**Directions**
Rewrite as a JSON list of strings the lines of the listing below, beginning at the line that contains "Question: In the picture above, for every instance of the rimmed" and stopping after the line that contains "[(115, 13)]". Give one string per line and omit blank lines.

(Rows from a pointing dataset)
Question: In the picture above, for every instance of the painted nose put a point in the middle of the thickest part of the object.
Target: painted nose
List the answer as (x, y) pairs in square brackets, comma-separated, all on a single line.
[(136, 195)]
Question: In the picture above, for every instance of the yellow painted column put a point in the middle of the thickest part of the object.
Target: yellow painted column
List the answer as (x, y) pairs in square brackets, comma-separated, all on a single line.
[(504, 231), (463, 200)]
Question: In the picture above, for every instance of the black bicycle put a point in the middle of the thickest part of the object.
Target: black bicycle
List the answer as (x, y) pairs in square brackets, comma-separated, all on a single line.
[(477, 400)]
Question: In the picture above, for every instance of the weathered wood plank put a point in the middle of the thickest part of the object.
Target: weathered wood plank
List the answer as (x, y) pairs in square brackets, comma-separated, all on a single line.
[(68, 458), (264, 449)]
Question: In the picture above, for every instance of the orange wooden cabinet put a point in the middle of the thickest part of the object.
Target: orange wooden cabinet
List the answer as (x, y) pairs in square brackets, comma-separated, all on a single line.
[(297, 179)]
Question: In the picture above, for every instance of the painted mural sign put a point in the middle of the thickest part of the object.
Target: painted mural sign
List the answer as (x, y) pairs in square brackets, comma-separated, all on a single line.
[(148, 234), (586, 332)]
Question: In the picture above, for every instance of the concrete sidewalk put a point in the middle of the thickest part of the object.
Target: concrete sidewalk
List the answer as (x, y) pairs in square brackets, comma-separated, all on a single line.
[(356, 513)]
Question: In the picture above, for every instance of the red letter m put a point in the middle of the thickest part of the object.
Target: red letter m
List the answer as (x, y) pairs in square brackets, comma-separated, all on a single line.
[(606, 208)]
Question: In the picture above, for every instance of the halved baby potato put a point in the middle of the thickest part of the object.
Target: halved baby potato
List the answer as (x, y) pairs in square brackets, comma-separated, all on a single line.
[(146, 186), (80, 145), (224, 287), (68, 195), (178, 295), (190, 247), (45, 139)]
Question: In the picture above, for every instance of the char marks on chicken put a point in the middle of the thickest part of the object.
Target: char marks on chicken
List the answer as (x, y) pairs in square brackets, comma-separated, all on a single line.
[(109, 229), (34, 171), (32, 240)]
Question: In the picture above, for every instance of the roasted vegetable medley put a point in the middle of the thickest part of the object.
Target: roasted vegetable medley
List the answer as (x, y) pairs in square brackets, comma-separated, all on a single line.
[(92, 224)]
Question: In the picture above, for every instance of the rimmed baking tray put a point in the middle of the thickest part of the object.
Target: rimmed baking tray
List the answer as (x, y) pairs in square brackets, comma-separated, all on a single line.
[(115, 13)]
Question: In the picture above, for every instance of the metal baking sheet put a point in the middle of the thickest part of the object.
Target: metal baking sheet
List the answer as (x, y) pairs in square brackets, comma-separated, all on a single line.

**Written solution**
[
  "Question: In the picture above, for every instance of the rimmed baking tray put a point in the middle of the thickest part of the object.",
  "Target: rimmed baking tray",
  "List the answer as (x, y) pairs in square brackets, comma-separated, all on a single line.",
  "[(115, 13)]"
]